::: Information shown :::
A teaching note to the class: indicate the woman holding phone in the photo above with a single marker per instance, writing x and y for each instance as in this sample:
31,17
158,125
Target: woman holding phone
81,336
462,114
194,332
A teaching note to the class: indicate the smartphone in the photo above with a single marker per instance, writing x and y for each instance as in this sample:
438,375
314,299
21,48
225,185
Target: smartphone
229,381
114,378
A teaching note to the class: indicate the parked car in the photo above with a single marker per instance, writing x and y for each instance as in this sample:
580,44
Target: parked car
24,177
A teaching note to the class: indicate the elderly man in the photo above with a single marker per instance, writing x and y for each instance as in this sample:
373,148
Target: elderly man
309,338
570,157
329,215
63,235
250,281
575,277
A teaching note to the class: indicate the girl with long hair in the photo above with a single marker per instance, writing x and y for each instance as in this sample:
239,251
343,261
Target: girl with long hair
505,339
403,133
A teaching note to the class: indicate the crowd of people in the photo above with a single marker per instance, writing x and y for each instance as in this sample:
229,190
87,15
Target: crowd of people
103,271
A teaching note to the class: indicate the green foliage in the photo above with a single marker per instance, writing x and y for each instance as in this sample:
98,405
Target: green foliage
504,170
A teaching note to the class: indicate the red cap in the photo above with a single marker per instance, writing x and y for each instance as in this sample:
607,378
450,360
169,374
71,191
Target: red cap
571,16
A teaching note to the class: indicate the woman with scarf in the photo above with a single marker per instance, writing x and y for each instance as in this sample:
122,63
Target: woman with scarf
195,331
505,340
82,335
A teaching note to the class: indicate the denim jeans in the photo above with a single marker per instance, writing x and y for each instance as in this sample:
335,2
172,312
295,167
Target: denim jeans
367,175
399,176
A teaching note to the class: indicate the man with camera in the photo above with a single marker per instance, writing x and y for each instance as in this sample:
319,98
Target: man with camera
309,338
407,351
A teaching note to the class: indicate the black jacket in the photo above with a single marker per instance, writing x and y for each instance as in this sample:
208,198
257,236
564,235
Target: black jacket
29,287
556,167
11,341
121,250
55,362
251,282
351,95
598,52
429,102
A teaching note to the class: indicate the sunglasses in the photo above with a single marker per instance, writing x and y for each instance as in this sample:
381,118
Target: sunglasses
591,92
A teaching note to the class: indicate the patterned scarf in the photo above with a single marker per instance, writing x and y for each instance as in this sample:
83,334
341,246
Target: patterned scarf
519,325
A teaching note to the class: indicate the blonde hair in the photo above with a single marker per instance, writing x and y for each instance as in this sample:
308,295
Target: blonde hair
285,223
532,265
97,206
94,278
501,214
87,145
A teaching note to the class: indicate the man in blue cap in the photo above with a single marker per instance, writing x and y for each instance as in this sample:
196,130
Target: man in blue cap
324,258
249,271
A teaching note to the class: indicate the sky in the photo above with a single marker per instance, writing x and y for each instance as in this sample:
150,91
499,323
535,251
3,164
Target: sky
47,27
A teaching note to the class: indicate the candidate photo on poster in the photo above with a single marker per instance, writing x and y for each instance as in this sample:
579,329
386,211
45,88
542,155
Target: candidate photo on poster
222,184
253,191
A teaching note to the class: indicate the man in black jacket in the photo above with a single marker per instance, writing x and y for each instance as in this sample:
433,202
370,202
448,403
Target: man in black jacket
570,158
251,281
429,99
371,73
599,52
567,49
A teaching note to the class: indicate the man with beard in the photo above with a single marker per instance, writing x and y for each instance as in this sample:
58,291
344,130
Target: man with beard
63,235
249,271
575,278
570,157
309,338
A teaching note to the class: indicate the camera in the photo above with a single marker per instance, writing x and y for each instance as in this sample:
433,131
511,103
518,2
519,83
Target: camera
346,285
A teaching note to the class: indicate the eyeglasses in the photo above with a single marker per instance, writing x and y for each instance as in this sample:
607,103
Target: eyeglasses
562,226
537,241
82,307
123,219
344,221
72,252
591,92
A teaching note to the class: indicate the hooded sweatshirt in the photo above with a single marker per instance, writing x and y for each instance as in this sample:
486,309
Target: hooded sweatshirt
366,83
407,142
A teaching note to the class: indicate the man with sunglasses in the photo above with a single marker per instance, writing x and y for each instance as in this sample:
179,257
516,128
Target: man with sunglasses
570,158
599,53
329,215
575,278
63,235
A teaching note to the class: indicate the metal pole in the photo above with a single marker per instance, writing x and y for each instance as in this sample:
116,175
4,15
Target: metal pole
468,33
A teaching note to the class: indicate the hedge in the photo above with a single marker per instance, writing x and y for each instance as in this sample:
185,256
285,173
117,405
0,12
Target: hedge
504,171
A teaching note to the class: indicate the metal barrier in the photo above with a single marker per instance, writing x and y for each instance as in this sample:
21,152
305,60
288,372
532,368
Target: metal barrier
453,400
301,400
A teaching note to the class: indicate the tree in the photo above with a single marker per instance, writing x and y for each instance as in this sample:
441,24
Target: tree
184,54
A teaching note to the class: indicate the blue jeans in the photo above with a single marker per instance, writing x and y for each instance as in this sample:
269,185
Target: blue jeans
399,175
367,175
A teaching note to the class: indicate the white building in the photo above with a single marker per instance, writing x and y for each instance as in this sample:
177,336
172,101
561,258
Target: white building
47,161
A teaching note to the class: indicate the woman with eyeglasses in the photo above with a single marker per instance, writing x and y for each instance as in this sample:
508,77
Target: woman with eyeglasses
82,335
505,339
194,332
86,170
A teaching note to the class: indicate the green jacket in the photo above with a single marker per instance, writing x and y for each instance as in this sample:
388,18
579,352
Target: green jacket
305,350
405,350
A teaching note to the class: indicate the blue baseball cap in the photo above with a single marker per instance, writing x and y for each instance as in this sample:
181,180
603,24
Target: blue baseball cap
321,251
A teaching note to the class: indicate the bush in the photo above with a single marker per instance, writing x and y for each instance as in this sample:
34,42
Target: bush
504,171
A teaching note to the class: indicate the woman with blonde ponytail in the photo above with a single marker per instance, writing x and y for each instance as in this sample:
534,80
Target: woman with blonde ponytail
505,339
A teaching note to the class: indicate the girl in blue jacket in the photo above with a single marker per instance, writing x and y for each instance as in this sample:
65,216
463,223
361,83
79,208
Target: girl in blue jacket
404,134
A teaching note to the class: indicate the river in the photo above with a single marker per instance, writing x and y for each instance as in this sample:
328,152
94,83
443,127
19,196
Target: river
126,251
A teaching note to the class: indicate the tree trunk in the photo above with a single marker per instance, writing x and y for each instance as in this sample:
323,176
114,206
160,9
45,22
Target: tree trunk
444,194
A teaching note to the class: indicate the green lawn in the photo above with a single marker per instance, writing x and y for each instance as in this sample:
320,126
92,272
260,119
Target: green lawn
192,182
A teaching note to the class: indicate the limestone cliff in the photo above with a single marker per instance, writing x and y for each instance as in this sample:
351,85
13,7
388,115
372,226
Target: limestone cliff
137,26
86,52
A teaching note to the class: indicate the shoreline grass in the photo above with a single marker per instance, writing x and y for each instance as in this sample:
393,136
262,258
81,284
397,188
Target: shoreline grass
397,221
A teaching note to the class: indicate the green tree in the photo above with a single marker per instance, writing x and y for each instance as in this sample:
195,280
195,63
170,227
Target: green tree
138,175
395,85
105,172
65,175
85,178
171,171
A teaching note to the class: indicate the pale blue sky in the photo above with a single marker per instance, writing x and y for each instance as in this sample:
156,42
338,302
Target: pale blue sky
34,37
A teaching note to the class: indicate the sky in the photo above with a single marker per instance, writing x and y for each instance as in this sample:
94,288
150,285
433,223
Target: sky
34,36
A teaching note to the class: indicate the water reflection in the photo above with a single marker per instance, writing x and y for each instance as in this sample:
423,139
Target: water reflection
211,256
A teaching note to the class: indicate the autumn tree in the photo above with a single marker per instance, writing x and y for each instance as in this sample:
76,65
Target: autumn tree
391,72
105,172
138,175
:::
# [Aim of the exercise]
Reproduce each line of the material above precisely.

# [Written solution]
A teaching note to the class: indicate the woman holding phone in the photo above with a single marker per instance, writing x and y for each instance as in this sample:
31,17
158,125
Target: woman holding phone
81,336
462,114
194,332
A teaching note to the class: indicate the smartphone in the photo above with a single marker per instance, writing x and y for each instance as in this sample:
438,375
314,299
21,48
225,185
Target: smartphone
229,381
114,378
A teaching note to the class: indicate the parked car in the photo above with a single marker per instance, writing x and y for each instance as in this sample:
580,44
Target: parked car
24,177
A teaching note to the class: indicate the elderly man in the photo above with a single marker per instance, writing x and y for each instance as in this sample:
373,148
Target: elderly man
309,338
570,157
329,215
63,235
250,281
575,277
A teaching note to the class: indicate the girl with long hair in the photo above with a single marker per instance, writing x and y for each instance as in this sample:
239,251
343,261
Target: girl with long hair
505,339
403,133
A teaching note to the class: indicate the crowd of people in the photo above with a single marker per instance, writing x and y for each instance as in this sample:
229,190
87,15
Target: crowd of people
103,271
A teaching note to the class: indicate the green foliage in the photo above with a single marker per instance, writing x and y for each instance as in this sample:
98,405
Target: green foliage
504,170
A teaching note to the class: indicate the red cap in the photo above with a single marker per instance, writing x and y for each instance as in this sample:
607,378
450,360
169,374
71,191
Target: red cap
571,16
A teaching note to the class: indicate the woman with scarf in the photo above with a single marker per instance, writing x and y for each instance as in this sample:
122,63
Target: woman with scarf
195,331
505,340
82,335
A teaching note to the class: indicate the denim jeans in the photo above with a single marker per instance, writing x and y for each instance as in this sample:
335,2
172,312
295,167
Target: denim jeans
367,175
399,176
A teaching note to the class: indicate the man with camera in the photo above with a single marker per instance, writing x and y for each instance as in this sample:
319,98
Target: man with camera
309,338
407,351
A teaching note to the class: indicate the black jacket in the photo above with a single marker per instance, writing x and y for each instance as in this sample:
208,198
257,236
564,235
Target: black jacket
29,287
556,167
11,341
121,250
55,362
251,282
351,95
598,52
429,102
A teaching note to the class: indicate the sunglasses in the photo above with a single marker per instance, writing x and y for each instance as in this sample:
381,118
Target: sunglasses
591,92
A teaching note to the class: indicate the patterned scarf in the photo above with a single marker per instance, writing x and y for each instance as in this sample:
83,334
341,246
Target: patterned scarf
519,325
A teaching note to the class: indicate the blonde hair in the photo above with a single marker per instance, writing x and y for each instance as in this sample:
308,295
Target: blonde hair
285,223
532,265
97,206
94,278
501,214
87,145
A teaching note to the class: indicate the man in blue cap in the photo above with a single marker per instance, writing x and y for each instance as in this sample:
196,130
Target: man in blue cap
324,258
249,271
A teaching note to the class: indicate the sky in the photo above with a single marker per instance, writing x and y for each instance as in this sample:
150,91
499,323
535,251
3,164
Target: sky
47,27
A teaching note to the class: indicate the candidate photo on poster in the photo above with a single marker per instance, writing x and y for each instance as in this sample:
579,329
386,211
45,88
542,155
Target: candidate photo on poster
222,184
253,191
A teaching note to the class: indicate the man in black jacket in the photo above with a single marker per instance, writing x and y for each instance as in this sample:
433,202
370,202
448,403
Target: man in black jacket
570,158
251,281
429,99
371,73
599,52
567,49
A teaching note to the class: indicate the man with beard in the photo above with a single marker per instance, writing x and y for each instance as in this sample:
58,291
344,130
Target: man with beard
63,235
249,271
575,278
570,157
309,338
A teaching note to the class: indicate the camera in the photo above with a single marker per instance, writing x and y for each instance as in this sample:
433,131
511,103
518,2
519,83
Target: camera
346,285
A teaching note to the class: indicate the eyeglasses in the photo above with a single marker per instance, writing x and y for each instance as in this sample:
607,103
Target: eyeglasses
562,226
537,241
82,307
123,219
344,221
72,252
591,92
A teaching note to the class: indicate the hooded sweatshirt in the photo above with a single marker per instance, writing x and y for each instance as in this sample:
486,309
Target: hooded sweatshirt
366,83
407,142
A teaching note to the class: indicate the man with sunglasses in the photo above with a single marker per instance, writing x and y for each instance as in this sample:
179,257
516,128
Target: man with sunglasses
570,158
599,53
329,215
575,278
63,235
A teaching note to the class: indicate the metal pole in the photo above with a single marker per instance, writing x and y for each instance as in this sample:
116,175
4,15
Target: metal pole
468,33
A teaching note to the class: indicate the hedge in the photo above with a single marker per instance, writing x and y for each instance as in this sample:
185,256
285,173
117,405
0,12
Target: hedge
504,171
A teaching note to the class: indicate the metal barrier in the photo above with a single marker per instance, writing x and y for each instance as in this sample:
21,152
305,60
288,372
532,368
Target: metal barrier
453,400
301,400
A teaching note to the class: indicate the tree in the photo above with a single marker per instance, writing x and y for each instance as in this sample:
441,24
Target: tree
184,54
A teaching note to the class: indicate the blue jeans in the photo above with a single marker per instance, writing x and y for each instance as in this sample:
269,185
Target: blue jeans
399,175
367,175
A teaching note to the class: indicate the white building in the photo above with a single marker per instance, writing x and y for each instance as in this sample:
177,336
172,101
561,258
Target: white building
47,161
A teaching note to the class: indicate the woman with eyeglasses in the photo above with a single marker per instance, writing x and y for each instance as in this sample:
508,77
Target: woman with eyeglasses
82,335
505,339
194,332
86,170
A teaching note to the class: indicate the green jacket in the photo above with a single marker per instance, writing x and y for each instance as in this sample:
388,18
579,352
Target: green jacket
305,350
405,350
A teaching note to the class: indicate the blue baseball cap in the photo above with a single marker per instance, writing x and y for each instance as in this sample:
181,180
603,24
Target: blue baseball cap
321,251
A teaching note to the class: indicate the bush in the photo above with a single marker per instance, writing x and y for each instance as in this sample:
34,42
Target: bush
504,171
A teaching note to the class: indicate the woman with blonde ponytail in the photo above with a single marker per instance, writing x and y for each instance as in this sample:
534,80
Target: woman with blonde ponytail
505,339
A teaching note to the class: indicate the girl in blue jacket in the photo above with a single marker per instance, writing x and y for each instance as in this sample:
65,216
463,223
361,83
79,208
Target: girl in blue jacket
404,134
A teaching note to the class: indicate the river in the photo above with a single marker per instance, writing x and y for each instance as in this sample:
328,152
94,83
443,127
19,196
Target: river
126,251
A teaching note to the class: indicate the tree trunk in the photo above with a single marker per instance, writing x and y for each instance as in this sample:
323,176
114,206
160,9
45,22
Target: tree trunk
444,194
A teaching note to the class: indicate the green lawn in the photo above with a single marker per instance, writing x and y for each instance as in this sample:
320,126
92,272
260,119
Target: green lawn
192,182
A teaching note to the class: indicate the limestone cliff in the photo above with a single marker per instance, writing x and y for each instance as in this sample:
351,85
13,7
388,115
372,226
Target: limestone cliff
137,26
86,52
A teaching note to the class: indicate the shoreline grass in the photo above with a single marker per instance, writing x and y for each instance as in this sample:
393,136
262,258
81,284
397,188
Target: shoreline grass
397,221
A teaching note to the class: indicate the green tree in the photo above with a single marker per instance, writing x and y for each instance as in this sample:
195,280
195,63
170,227
Target: green tree
138,175
395,85
105,172
65,175
85,178
171,171
A teaching note to the class: indicate the pale blue sky in the photo above with a single marker per instance, writing x and y for each instance as in this sample:
156,42
338,302
Target: pale blue sky
34,37
A teaching note to the class: indicate the sky in the photo above with a single marker per instance, writing x and y for each instance as in this sample:
94,288
150,285
433,223
Target: sky
34,36
A teaching note to the class: indicate the water reflection in the photo above with a single marker per instance, writing x and y for each instance as in this sample:
423,139
Target: water reflection
211,256
A teaching note to the class: indicate the autumn tree in the photo above with a single marker per instance, writing x and y for each instance as in this sample:
76,65
Target: autumn tree
391,72
105,172
138,175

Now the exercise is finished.